* Provided text
---*---

HBO's The Pee-wee Herman Show on Broadway, premiering Saturday, March 19th at 9 p.m. central, provides further evidence that a show can go on for too long. Although it must be said that the audience in attendance at the Stephen Sondheim Theatre is hyper-enthusiastic throughout this 90-minute re-do of Pee-wee's Playhouse, which originally had a Saturday morning CBS berth from 1986 to 1991. Perhaps Pee-wee (Paul Reubens) first plied them with lots 'n' lots of heavily sugared candies. Or other sensory stimuli.

Anyway, it's a long pull that can be fun and funny -- and more than a wee bit tedious. But TV viewers have an advantage the theater audience didn't. Many of Pee-wee's reactions, and those of his characters, are caught in close-up. Which is a considerable plus for us. Ask those who were seated in the balcony.

Still, "I know you are, but what am I?" has its limits. As do jokes that are aimed at the kid in all of us, but nonetheless land with a thud.

"It took me six months to cure that jerky," says Cowboy Curtis, played by Laurence Fishburne in the original Playhouse and now by Phil LaMarr.

"Oh, no, what did it have?" replies Pee-wee.

---*---

* Data provided
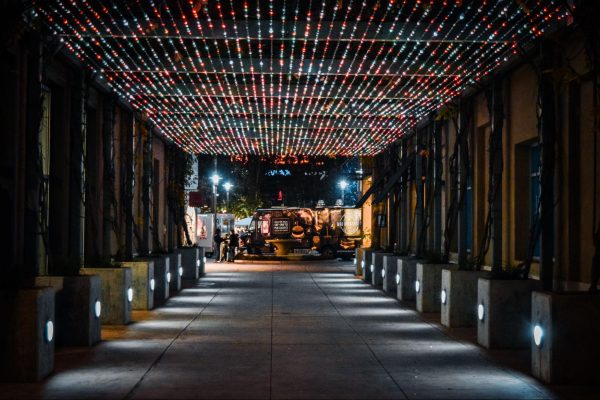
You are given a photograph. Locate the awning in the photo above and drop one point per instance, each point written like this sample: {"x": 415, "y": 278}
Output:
{"x": 386, "y": 186}
{"x": 243, "y": 223}
{"x": 406, "y": 163}
{"x": 372, "y": 189}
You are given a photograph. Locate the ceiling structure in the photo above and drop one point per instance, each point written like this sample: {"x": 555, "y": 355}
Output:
{"x": 313, "y": 77}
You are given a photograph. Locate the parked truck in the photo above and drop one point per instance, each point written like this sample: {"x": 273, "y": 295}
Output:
{"x": 205, "y": 230}
{"x": 326, "y": 231}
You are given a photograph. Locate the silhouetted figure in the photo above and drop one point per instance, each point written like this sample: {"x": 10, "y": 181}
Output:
{"x": 217, "y": 239}
{"x": 234, "y": 242}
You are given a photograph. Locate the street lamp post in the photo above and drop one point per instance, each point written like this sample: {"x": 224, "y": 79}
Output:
{"x": 343, "y": 186}
{"x": 227, "y": 187}
{"x": 215, "y": 178}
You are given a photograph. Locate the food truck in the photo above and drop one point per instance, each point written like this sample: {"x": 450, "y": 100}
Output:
{"x": 205, "y": 229}
{"x": 326, "y": 231}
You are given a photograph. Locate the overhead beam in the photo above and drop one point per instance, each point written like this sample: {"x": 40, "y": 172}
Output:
{"x": 332, "y": 31}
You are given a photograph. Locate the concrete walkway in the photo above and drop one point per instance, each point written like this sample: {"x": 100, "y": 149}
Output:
{"x": 280, "y": 331}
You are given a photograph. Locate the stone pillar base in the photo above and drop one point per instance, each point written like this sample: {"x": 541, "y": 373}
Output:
{"x": 377, "y": 262}
{"x": 77, "y": 304}
{"x": 116, "y": 282}
{"x": 358, "y": 261}
{"x": 428, "y": 286}
{"x": 143, "y": 284}
{"x": 390, "y": 266}
{"x": 162, "y": 276}
{"x": 190, "y": 261}
{"x": 27, "y": 334}
{"x": 568, "y": 351}
{"x": 459, "y": 297}
{"x": 407, "y": 274}
{"x": 504, "y": 312}
{"x": 366, "y": 264}
{"x": 176, "y": 270}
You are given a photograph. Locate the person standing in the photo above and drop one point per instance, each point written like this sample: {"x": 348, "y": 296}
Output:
{"x": 234, "y": 242}
{"x": 217, "y": 239}
{"x": 225, "y": 249}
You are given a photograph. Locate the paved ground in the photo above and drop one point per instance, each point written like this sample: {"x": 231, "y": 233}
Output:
{"x": 281, "y": 331}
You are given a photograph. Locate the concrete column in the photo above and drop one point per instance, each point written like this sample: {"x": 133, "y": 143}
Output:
{"x": 146, "y": 187}
{"x": 496, "y": 179}
{"x": 437, "y": 202}
{"x": 108, "y": 137}
{"x": 128, "y": 173}
{"x": 420, "y": 206}
{"x": 463, "y": 173}
{"x": 404, "y": 215}
{"x": 33, "y": 176}
{"x": 548, "y": 156}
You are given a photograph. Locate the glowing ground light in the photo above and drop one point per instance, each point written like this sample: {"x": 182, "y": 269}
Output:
{"x": 538, "y": 335}
{"x": 49, "y": 334}
{"x": 330, "y": 77}
{"x": 481, "y": 311}
{"x": 97, "y": 308}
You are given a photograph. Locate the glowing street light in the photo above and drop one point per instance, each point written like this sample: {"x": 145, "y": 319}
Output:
{"x": 343, "y": 185}
{"x": 215, "y": 178}
{"x": 227, "y": 186}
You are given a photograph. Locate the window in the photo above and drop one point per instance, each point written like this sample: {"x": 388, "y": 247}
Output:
{"x": 534, "y": 190}
{"x": 469, "y": 212}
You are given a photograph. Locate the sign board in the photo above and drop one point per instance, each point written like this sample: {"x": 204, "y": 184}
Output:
{"x": 195, "y": 199}
{"x": 281, "y": 226}
{"x": 204, "y": 230}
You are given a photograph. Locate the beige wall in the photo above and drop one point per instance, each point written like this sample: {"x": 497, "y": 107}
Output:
{"x": 574, "y": 168}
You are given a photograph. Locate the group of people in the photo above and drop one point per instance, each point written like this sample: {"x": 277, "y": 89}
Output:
{"x": 226, "y": 247}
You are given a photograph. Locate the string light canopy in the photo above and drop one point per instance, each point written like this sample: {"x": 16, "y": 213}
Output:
{"x": 293, "y": 77}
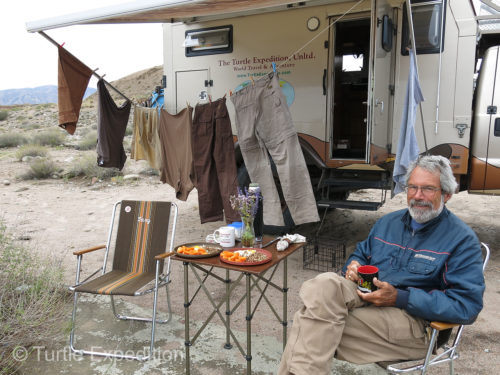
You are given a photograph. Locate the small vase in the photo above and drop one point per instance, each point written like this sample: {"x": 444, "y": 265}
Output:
{"x": 247, "y": 232}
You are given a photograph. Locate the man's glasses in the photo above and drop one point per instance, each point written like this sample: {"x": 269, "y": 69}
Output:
{"x": 426, "y": 190}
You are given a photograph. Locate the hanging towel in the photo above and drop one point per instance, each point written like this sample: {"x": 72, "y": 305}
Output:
{"x": 146, "y": 144}
{"x": 407, "y": 145}
{"x": 111, "y": 126}
{"x": 177, "y": 168}
{"x": 73, "y": 79}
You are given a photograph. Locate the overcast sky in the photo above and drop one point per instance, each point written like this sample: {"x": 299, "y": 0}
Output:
{"x": 30, "y": 60}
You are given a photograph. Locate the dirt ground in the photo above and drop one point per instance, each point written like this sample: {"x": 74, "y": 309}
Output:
{"x": 55, "y": 217}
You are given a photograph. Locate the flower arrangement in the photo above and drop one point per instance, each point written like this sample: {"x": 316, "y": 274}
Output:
{"x": 246, "y": 203}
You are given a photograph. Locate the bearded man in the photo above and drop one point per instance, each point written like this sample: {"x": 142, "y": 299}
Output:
{"x": 430, "y": 268}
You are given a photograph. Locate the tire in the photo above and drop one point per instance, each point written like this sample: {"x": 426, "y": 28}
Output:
{"x": 244, "y": 181}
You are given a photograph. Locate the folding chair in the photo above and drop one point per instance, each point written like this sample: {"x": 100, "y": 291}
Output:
{"x": 139, "y": 254}
{"x": 441, "y": 333}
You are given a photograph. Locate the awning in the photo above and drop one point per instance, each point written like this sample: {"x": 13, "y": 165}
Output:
{"x": 168, "y": 11}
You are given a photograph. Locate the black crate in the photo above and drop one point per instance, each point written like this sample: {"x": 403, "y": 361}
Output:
{"x": 324, "y": 255}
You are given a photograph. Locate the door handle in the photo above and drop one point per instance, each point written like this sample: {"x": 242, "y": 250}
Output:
{"x": 324, "y": 81}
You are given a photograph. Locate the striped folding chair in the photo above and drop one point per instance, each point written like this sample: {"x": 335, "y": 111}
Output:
{"x": 138, "y": 263}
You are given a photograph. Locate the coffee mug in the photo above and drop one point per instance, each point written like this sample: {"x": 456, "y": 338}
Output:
{"x": 225, "y": 236}
{"x": 366, "y": 274}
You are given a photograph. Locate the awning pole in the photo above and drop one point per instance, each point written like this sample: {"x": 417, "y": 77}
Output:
{"x": 414, "y": 48}
{"x": 93, "y": 72}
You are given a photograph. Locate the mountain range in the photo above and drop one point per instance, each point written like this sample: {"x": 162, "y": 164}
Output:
{"x": 36, "y": 95}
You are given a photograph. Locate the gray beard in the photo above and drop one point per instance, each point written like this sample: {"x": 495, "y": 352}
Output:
{"x": 422, "y": 215}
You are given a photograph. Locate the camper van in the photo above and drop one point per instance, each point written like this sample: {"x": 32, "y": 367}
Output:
{"x": 343, "y": 68}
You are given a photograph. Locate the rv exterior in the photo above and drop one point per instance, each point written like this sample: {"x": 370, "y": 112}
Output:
{"x": 344, "y": 72}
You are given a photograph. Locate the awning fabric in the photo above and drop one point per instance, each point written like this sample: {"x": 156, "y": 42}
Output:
{"x": 168, "y": 11}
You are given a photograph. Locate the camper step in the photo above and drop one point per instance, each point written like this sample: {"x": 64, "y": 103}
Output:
{"x": 355, "y": 205}
{"x": 355, "y": 183}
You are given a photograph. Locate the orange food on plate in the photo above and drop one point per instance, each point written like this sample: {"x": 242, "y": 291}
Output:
{"x": 196, "y": 250}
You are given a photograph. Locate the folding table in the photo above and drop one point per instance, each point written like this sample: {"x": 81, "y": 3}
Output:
{"x": 202, "y": 269}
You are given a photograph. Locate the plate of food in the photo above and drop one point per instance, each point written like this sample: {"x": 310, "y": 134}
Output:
{"x": 198, "y": 250}
{"x": 246, "y": 256}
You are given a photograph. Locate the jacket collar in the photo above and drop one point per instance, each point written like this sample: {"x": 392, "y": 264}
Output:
{"x": 427, "y": 225}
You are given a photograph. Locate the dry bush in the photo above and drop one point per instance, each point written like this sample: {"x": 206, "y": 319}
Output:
{"x": 40, "y": 169}
{"x": 12, "y": 140}
{"x": 88, "y": 141}
{"x": 87, "y": 167}
{"x": 52, "y": 137}
{"x": 32, "y": 302}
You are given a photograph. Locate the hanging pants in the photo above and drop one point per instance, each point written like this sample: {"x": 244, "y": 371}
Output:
{"x": 214, "y": 162}
{"x": 265, "y": 126}
{"x": 335, "y": 321}
{"x": 177, "y": 155}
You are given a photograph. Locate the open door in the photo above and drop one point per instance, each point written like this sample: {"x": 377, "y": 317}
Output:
{"x": 381, "y": 101}
{"x": 351, "y": 50}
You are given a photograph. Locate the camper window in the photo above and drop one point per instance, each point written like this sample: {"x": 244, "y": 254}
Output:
{"x": 428, "y": 23}
{"x": 209, "y": 41}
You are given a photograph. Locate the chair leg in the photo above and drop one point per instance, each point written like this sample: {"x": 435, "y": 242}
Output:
{"x": 73, "y": 318}
{"x": 428, "y": 356}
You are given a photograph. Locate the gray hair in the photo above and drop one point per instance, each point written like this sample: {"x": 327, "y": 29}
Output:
{"x": 436, "y": 164}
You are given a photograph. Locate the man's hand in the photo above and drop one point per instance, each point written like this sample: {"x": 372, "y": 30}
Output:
{"x": 385, "y": 295}
{"x": 352, "y": 271}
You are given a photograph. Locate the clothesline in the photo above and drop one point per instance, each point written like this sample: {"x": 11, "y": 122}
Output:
{"x": 93, "y": 72}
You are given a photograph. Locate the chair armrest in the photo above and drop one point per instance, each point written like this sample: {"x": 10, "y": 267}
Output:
{"x": 442, "y": 326}
{"x": 164, "y": 255}
{"x": 81, "y": 252}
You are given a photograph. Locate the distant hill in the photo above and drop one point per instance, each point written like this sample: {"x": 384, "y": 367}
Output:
{"x": 36, "y": 95}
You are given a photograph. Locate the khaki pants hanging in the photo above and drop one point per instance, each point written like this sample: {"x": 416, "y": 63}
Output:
{"x": 334, "y": 320}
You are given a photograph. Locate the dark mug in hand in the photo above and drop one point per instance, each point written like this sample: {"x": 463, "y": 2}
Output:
{"x": 366, "y": 274}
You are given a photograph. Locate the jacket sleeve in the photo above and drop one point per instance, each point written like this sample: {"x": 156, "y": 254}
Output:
{"x": 462, "y": 286}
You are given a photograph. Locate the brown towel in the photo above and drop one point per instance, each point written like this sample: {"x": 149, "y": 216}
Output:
{"x": 73, "y": 79}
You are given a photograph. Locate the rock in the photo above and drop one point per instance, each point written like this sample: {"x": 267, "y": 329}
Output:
{"x": 131, "y": 177}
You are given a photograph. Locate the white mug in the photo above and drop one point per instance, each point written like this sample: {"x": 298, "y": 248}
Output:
{"x": 225, "y": 236}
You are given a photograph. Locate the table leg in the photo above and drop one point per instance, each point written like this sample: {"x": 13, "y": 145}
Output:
{"x": 285, "y": 301}
{"x": 249, "y": 325}
{"x": 228, "y": 345}
{"x": 187, "y": 343}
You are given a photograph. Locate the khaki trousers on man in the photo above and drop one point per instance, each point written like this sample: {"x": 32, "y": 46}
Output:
{"x": 335, "y": 321}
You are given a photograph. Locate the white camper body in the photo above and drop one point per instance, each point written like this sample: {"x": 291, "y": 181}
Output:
{"x": 343, "y": 67}
{"x": 345, "y": 79}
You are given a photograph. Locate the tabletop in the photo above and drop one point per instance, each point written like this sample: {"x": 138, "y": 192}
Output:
{"x": 277, "y": 256}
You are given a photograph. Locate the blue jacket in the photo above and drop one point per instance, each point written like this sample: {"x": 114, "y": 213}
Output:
{"x": 437, "y": 269}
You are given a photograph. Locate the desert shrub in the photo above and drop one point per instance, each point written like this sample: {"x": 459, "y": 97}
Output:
{"x": 52, "y": 137}
{"x": 12, "y": 140}
{"x": 40, "y": 169}
{"x": 86, "y": 166}
{"x": 31, "y": 150}
{"x": 88, "y": 141}
{"x": 33, "y": 300}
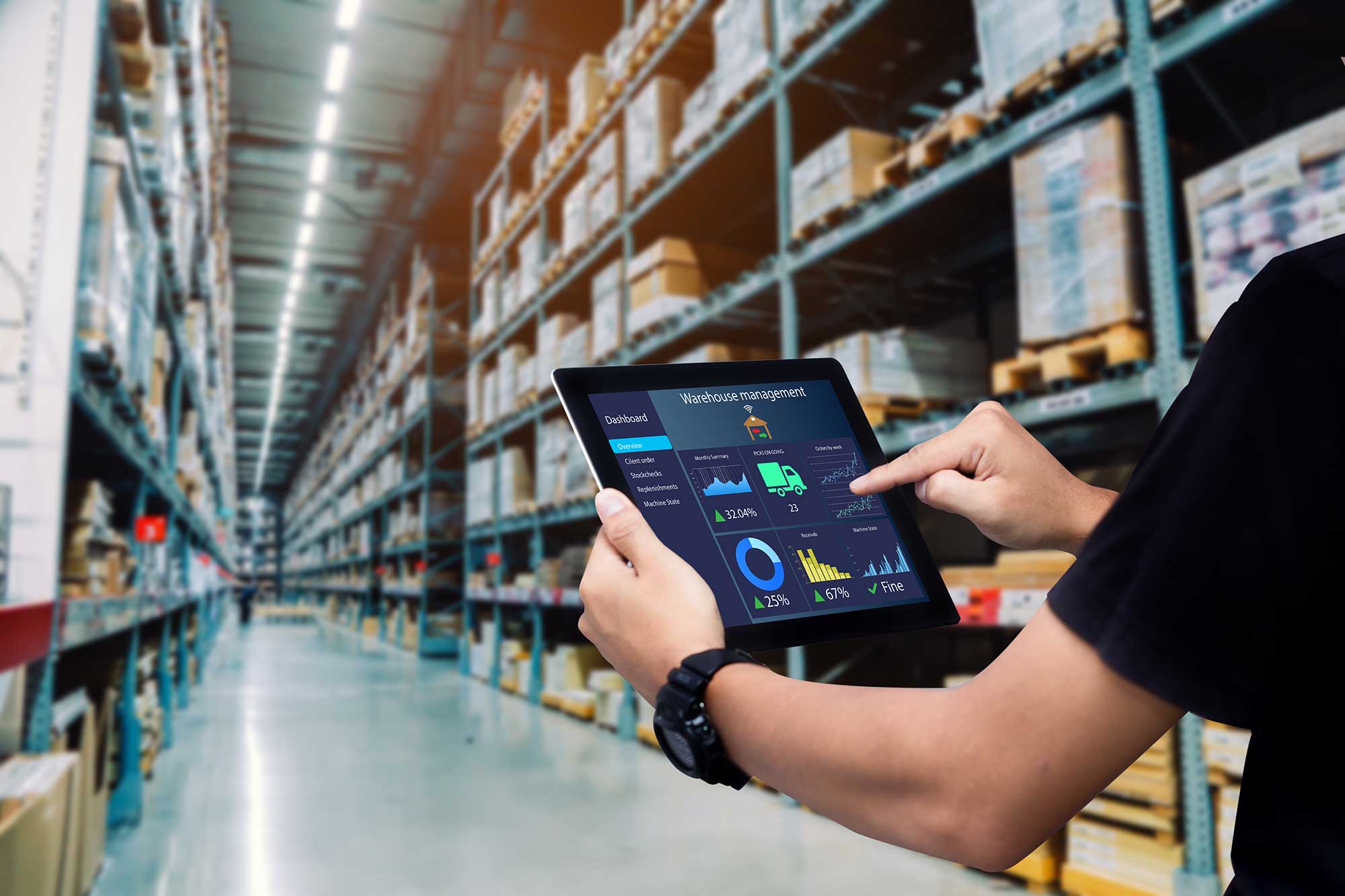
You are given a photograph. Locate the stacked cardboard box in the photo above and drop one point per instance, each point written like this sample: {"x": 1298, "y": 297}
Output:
{"x": 1226, "y": 819}
{"x": 1128, "y": 834}
{"x": 1284, "y": 194}
{"x": 605, "y": 182}
{"x": 653, "y": 120}
{"x": 742, "y": 48}
{"x": 41, "y": 825}
{"x": 837, "y": 174}
{"x": 95, "y": 559}
{"x": 609, "y": 694}
{"x": 719, "y": 352}
{"x": 699, "y": 115}
{"x": 910, "y": 364}
{"x": 551, "y": 337}
{"x": 1078, "y": 232}
{"x": 1008, "y": 592}
{"x": 587, "y": 84}
{"x": 1019, "y": 38}
{"x": 609, "y": 310}
{"x": 110, "y": 253}
{"x": 575, "y": 224}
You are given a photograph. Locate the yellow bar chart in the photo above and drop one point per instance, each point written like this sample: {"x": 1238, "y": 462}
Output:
{"x": 818, "y": 571}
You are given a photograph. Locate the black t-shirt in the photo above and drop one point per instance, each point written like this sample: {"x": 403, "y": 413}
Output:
{"x": 1215, "y": 581}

---*---

* What needs to be done
Reproduce the review of HBO's The Pee-wee Herman Show on Broadway in full, word for word.

* Reply to the task
HBO's The Pee-wee Herman Show on Broadway, premiering Saturday, March 19th at 9 p.m. central, provides further evidence that a show can go on for too long. Although it must be said that the audience in attendance at the Stephen Sondheim Theatre is hyper-enthusiastic throughout this 90-minute re-do of Pee-wee's Playhouse, which originally had a Saturday morning CBS berth from 1986 to 1991. Perhaps Pee-wee (Paul Reubens) first plied them with lots 'n' lots of heavily sugared candies. Or other sensory stimuli.

Anyway, it's a long pull that can be fun and funny -- and more than a wee bit tedious. But TV viewers have an advantage the theater audience didn't. Many of Pee-wee's reactions, and those of his characters, are caught in close-up. Which is a considerable plus for us. Ask those who were seated in the balcony.

Still, "I know you are, but what am I?" has its limits. As do jokes that are aimed at the kid in all of us, but nonetheless land with a thud.

"It took me six months to cure that jerky," says Cowboy Curtis, played by Laurence Fishburne in the original Playhouse and now by Phil LaMarr.

"Oh, no, what did it have?" replies Pee-wee.